**TASKS TO COMPLETE**
a) Reproduce the passage on behavioral attention measures in full, word for word.
b) Express the listing, starting at its first line and ending at the line containing "[278,200,619,427]", with both of those lines included, as a JSON list of strings, one string per line and blank lines omitted. Leave the pictures out of the answer.

**PAGE**
══════════════════════════════

A wide variety of behavioral attention measures were employed. Just two of the reported measures were used by more than one study, albeit with different versions: color/letter versions of the Trails task (Kirk et al., 2013; Barcelos et al., 2015) and spatial/color versions of the Stroop task (Barcelos et al., 2015; Engelhardt et al., 2015). The Flanker task, executive component of the Attention Network Task (ANT), Trails task, and the Stroop task are considered measures of executive attention. The Sustained Attention to Response Task (SART), Paced Auditory Serial Addition Test (PASAT), and the psychomotor vigilance task are considered measures of sustained attention. The remaining measures assess degrees of top–down attention but also broader areas of cognitive ability. These include the Attentional Blink Task (ABT), Useful Field of View (UFOV), orienting and alerting components of the ANT, digit-span backward task, and a maths quiz. The ABT, for example, has been closely linked with executive attention deficits (Marois and Ivanoff, 2005; Hommel et al., 2006), yet multiple factors such as working memory, episodic registration, response selection, distractor inhibition, and a generalized limit of attentional resources have also been proposed as responsible for attentional blink deficits (Shapiro et al., 1997; Dux and Marois, 2009).

══════════════════════════════

**PROVIDED DATA**
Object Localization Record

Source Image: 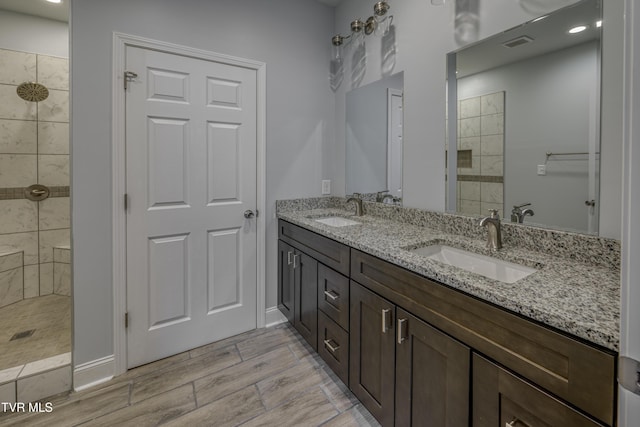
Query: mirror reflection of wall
[449,0,601,233]
[346,73,404,203]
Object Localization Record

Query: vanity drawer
[318,311,349,384]
[351,249,616,425]
[278,220,349,275]
[318,264,349,330]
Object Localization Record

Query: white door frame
[111,32,266,375]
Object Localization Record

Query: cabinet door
[349,282,395,426]
[293,250,318,351]
[278,240,295,323]
[472,354,603,427]
[395,308,470,427]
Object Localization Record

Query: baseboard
[264,307,287,328]
[73,355,115,391]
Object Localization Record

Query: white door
[126,46,257,368]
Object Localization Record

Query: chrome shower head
[16,82,49,102]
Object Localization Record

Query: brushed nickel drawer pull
[324,339,340,354]
[398,319,407,344]
[324,291,340,301]
[382,308,391,334]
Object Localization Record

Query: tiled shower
[0,49,71,401]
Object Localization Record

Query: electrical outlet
[322,179,331,195]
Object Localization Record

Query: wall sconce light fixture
[331,0,393,60]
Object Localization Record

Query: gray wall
[458,42,599,232]
[333,0,623,239]
[0,10,69,58]
[71,0,335,365]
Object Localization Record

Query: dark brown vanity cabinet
[349,282,471,427]
[278,241,318,351]
[472,354,603,427]
[278,221,616,427]
[278,221,349,360]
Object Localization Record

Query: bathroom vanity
[278,200,619,427]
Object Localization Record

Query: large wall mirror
[346,73,404,204]
[446,0,602,234]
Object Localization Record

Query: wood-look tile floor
[0,324,378,427]
[0,295,71,371]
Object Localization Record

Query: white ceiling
[316,0,345,7]
[0,0,69,22]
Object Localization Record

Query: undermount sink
[411,245,538,283]
[314,216,361,227]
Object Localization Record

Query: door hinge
[618,356,640,395]
[124,71,138,90]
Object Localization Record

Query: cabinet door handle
[504,418,529,427]
[398,319,407,344]
[324,291,340,301]
[324,340,340,354]
[382,308,391,334]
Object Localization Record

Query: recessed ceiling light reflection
[569,25,587,34]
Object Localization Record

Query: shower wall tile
[0,154,38,188]
[480,134,504,156]
[40,228,69,263]
[460,96,480,119]
[480,182,504,204]
[0,49,36,85]
[459,117,481,138]
[38,122,69,154]
[38,197,70,230]
[480,114,504,136]
[40,262,53,296]
[0,120,38,154]
[37,90,69,122]
[38,154,69,187]
[24,264,40,299]
[0,199,38,234]
[0,249,24,273]
[480,156,504,176]
[480,92,504,116]
[460,181,480,202]
[0,267,24,307]
[38,55,69,90]
[53,262,71,296]
[0,232,38,265]
[0,84,37,120]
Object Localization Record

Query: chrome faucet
[478,209,502,251]
[511,203,533,224]
[346,193,364,216]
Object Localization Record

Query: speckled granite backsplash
[276,197,620,270]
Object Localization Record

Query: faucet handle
[513,203,531,209]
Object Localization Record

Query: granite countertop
[278,208,620,351]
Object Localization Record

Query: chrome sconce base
[331,1,393,52]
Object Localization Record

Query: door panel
[396,309,471,427]
[349,281,395,426]
[126,47,257,367]
[293,250,318,350]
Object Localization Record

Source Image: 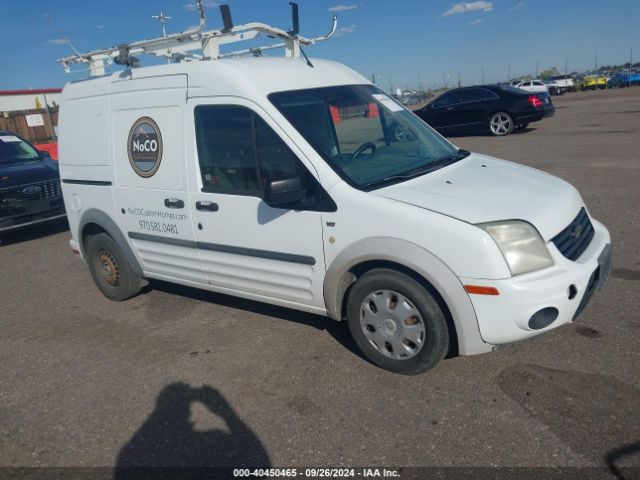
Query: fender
[78,208,144,277]
[324,237,493,355]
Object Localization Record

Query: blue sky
[0,0,640,89]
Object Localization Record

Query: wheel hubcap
[491,113,511,135]
[360,290,426,360]
[96,250,120,287]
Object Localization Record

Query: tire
[489,112,515,137]
[86,233,142,301]
[347,268,449,375]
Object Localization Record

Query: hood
[0,157,60,188]
[371,154,583,241]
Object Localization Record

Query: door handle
[196,201,220,212]
[164,198,184,208]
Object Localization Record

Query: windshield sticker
[372,93,404,112]
[127,117,162,178]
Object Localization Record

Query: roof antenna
[44,13,82,56]
[300,47,313,68]
[288,2,300,35]
[151,10,171,37]
[220,4,233,32]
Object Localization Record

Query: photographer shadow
[114,383,270,480]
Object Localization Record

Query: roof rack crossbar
[58,0,338,77]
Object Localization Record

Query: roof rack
[58,0,338,77]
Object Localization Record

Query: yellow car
[578,75,607,91]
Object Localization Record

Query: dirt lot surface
[0,88,640,476]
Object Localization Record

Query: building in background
[0,88,62,113]
[0,88,62,159]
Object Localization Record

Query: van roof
[63,57,370,101]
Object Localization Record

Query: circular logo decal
[127,117,162,178]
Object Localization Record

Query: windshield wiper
[360,149,471,189]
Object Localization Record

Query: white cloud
[440,1,493,17]
[336,25,356,37]
[182,0,218,12]
[329,5,358,12]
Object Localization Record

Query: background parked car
[414,85,555,136]
[0,130,65,232]
[607,71,640,88]
[575,75,608,92]
[514,80,549,93]
[546,75,576,94]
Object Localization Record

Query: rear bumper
[515,105,556,123]
[0,207,67,232]
[460,219,612,345]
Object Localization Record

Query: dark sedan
[414,85,555,136]
[0,130,65,232]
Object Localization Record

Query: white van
[59,3,611,374]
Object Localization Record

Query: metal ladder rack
[58,0,338,77]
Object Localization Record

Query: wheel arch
[324,237,492,355]
[78,208,144,277]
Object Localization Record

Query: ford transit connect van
[60,3,611,374]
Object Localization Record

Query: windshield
[0,133,39,163]
[269,85,468,190]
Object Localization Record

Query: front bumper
[0,206,67,232]
[460,219,612,345]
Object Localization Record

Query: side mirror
[264,175,307,207]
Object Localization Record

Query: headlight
[478,220,553,275]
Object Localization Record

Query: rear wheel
[86,233,142,301]
[347,269,449,375]
[489,112,515,137]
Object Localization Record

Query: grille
[0,179,62,217]
[551,207,594,260]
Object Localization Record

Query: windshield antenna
[44,13,81,56]
[300,47,313,68]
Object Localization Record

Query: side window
[462,88,484,103]
[484,88,500,100]
[195,106,260,194]
[433,90,460,108]
[195,105,320,209]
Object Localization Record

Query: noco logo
[127,117,162,178]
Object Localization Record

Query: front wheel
[347,269,449,375]
[86,233,142,301]
[489,112,514,137]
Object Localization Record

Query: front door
[187,98,325,308]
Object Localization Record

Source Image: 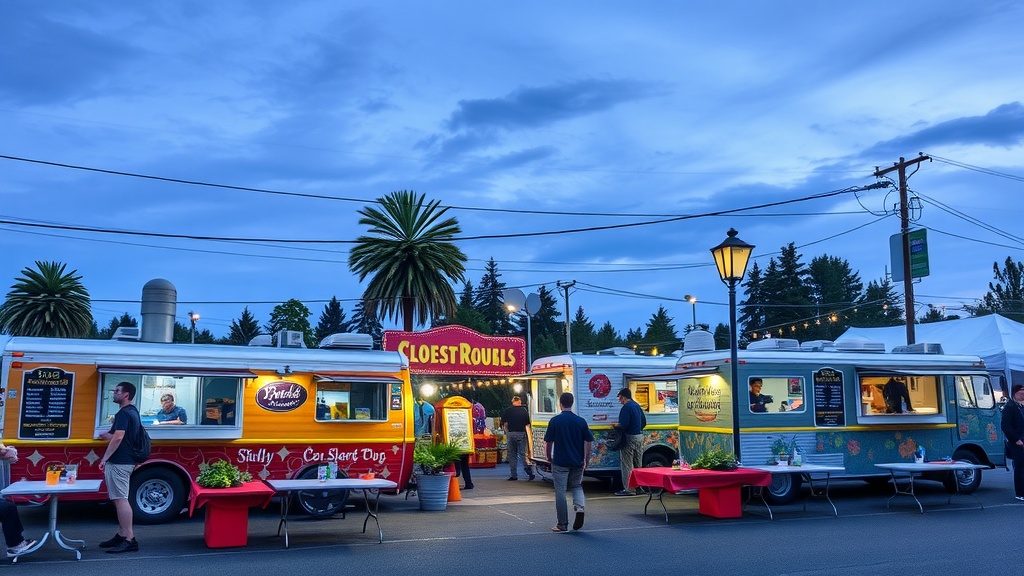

══════════════════════════════

**COMPLETE ANSWERS**
a)
A wide variety of behavioral attention measures were employed. Just two of the reported measures were used by more than one study, albeit with different versions: color/letter versions of the Trails task (Kirk et al., 2013; Barcelos et al., 2015) and spatial/color versions of the Stroop task (Barcelos et al., 2015; Engelhardt et al., 2015). The Flanker task, executive component of the Attention Network Task (ANT), Trails task, and the Stroop task are considered measures of executive attention. The Sustained Attention to Response Task (SART), Paced Auditory Serial Addition Test (PASAT), and the psychomotor vigilance task are considered measures of sustained attention. The remaining measures assess degrees of top–down attention but also broader areas of cognitive ability. These include the Attentional Blink Task (ABT), Useful Field of View (UFOV), orienting and alerting components of the ANT, digit-span backward task, and a maths quiz. The ABT, for example, has been closely linked with executive attention deficits (Marois and Ivanoff, 2005; Hommel et al., 2006), yet multiple factors such as working memory, episodic registration, response selection, distractor inhibition, and a generalized limit of attentional resources have also been proposed as responsible for attentional blink deficits (Shapiro et al., 1997; Dux and Marois, 2009).

b)
[
  "Object Localization Record",
  "Source Image: ",
  "Query: mirror reflection of wall",
  "[449,0,601,233]",
  "[346,73,404,203]",
  "Object Localization Record",
  "Query: vanity drawer",
  "[318,311,349,384]",
  "[351,249,616,425]",
  "[278,220,349,275]",
  "[318,264,349,330]",
  "Object Localization Record",
  "Query: white door frame",
  "[111,32,266,375]",
  "Object Localization Record",
  "Query: cabinet door",
  "[349,282,395,426]",
  "[293,250,318,351]",
  "[278,240,295,323]",
  "[472,354,603,427]",
  "[395,308,470,427]",
  "Object Localization Record",
  "Query: baseboard",
  "[264,307,287,328]",
  "[73,355,115,391]",
  "Object Localization Record",
  "Query: white door",
  "[126,46,257,368]",
  "Object Localization Record",
  "Query: chrome shower head",
  "[16,82,49,102]",
  "Object Localization Record",
  "Query: brushed nickel drawer pull",
  "[324,339,340,354]",
  "[398,319,407,344]",
  "[324,291,340,301]",
  "[382,308,391,334]",
  "Object Localization Record",
  "Query: tiled shower",
  "[0,49,71,401]",
  "Object Localization Record",
  "Query: electrical outlet",
  "[322,179,331,195]",
  "Object Localization Record",
  "Query: wall sconce light fixture",
  "[331,0,393,60]",
  "Object Localization Record",
  "Query: gray wall",
  "[458,42,599,232]",
  "[333,0,623,239]",
  "[0,10,69,58]",
  "[71,0,335,365]",
  "Object Localization Record",
  "Query: dark brown vanity cabinet",
  "[349,282,471,427]",
  "[278,241,318,351]",
  "[472,354,603,427]",
  "[278,221,616,427]",
  "[278,221,349,360]",
  "Object Localization Record",
  "Query: bathroom vanity",
  "[278,200,619,427]"
]